● INSTRUCTIONS FOR THE TASK:
Read the records and gather each line that includes "tree".

● RECORDS SHOWN:
::::::::
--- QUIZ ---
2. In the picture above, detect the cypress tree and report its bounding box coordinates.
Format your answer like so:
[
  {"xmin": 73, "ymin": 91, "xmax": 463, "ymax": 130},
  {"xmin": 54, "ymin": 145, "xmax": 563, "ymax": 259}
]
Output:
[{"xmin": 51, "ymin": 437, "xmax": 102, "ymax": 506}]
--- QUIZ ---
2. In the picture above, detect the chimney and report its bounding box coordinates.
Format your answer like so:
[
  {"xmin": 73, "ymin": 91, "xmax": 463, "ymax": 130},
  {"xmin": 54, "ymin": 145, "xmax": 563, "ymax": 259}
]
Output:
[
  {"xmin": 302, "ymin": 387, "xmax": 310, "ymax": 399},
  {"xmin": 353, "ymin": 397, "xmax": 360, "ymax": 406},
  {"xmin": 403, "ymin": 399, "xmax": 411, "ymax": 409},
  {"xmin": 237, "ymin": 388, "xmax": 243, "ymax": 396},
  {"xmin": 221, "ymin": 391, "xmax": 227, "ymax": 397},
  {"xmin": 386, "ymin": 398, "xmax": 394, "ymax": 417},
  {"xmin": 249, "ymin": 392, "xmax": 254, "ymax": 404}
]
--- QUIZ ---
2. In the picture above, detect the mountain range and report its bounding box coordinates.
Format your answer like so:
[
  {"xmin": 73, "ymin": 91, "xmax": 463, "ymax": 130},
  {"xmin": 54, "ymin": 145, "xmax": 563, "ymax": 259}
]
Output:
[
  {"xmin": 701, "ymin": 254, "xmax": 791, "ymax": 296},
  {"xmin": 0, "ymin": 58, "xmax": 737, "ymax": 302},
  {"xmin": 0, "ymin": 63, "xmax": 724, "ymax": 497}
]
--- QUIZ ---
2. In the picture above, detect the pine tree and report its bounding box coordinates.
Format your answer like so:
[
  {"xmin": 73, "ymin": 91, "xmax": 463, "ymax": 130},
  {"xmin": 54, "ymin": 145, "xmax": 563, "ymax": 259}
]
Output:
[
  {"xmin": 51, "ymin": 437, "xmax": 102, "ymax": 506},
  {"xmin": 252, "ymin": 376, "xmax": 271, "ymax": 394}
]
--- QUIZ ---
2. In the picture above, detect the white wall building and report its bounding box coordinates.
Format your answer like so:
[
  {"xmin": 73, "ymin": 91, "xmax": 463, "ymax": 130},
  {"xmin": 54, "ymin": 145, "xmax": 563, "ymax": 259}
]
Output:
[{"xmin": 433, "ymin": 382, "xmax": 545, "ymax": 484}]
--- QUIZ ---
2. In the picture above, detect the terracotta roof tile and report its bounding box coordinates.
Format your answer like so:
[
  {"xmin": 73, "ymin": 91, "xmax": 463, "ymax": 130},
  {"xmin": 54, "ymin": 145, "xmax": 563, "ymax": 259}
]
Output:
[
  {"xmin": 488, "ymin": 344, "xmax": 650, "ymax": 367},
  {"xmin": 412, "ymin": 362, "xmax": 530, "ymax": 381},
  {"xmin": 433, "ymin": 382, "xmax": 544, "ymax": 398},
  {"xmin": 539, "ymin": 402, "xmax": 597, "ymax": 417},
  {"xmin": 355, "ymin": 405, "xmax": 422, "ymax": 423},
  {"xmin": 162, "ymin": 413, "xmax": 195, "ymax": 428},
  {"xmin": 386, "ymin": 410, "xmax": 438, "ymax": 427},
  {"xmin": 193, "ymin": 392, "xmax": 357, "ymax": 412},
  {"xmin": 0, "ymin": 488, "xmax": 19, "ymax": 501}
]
::::::::
● SOLUTION FOR THIS PROBLEM:
2. In the picture above, detect the cypress tree and report its bounding box coordinates.
2. In the picture above, detect the pine tree and report its bounding box coordinates.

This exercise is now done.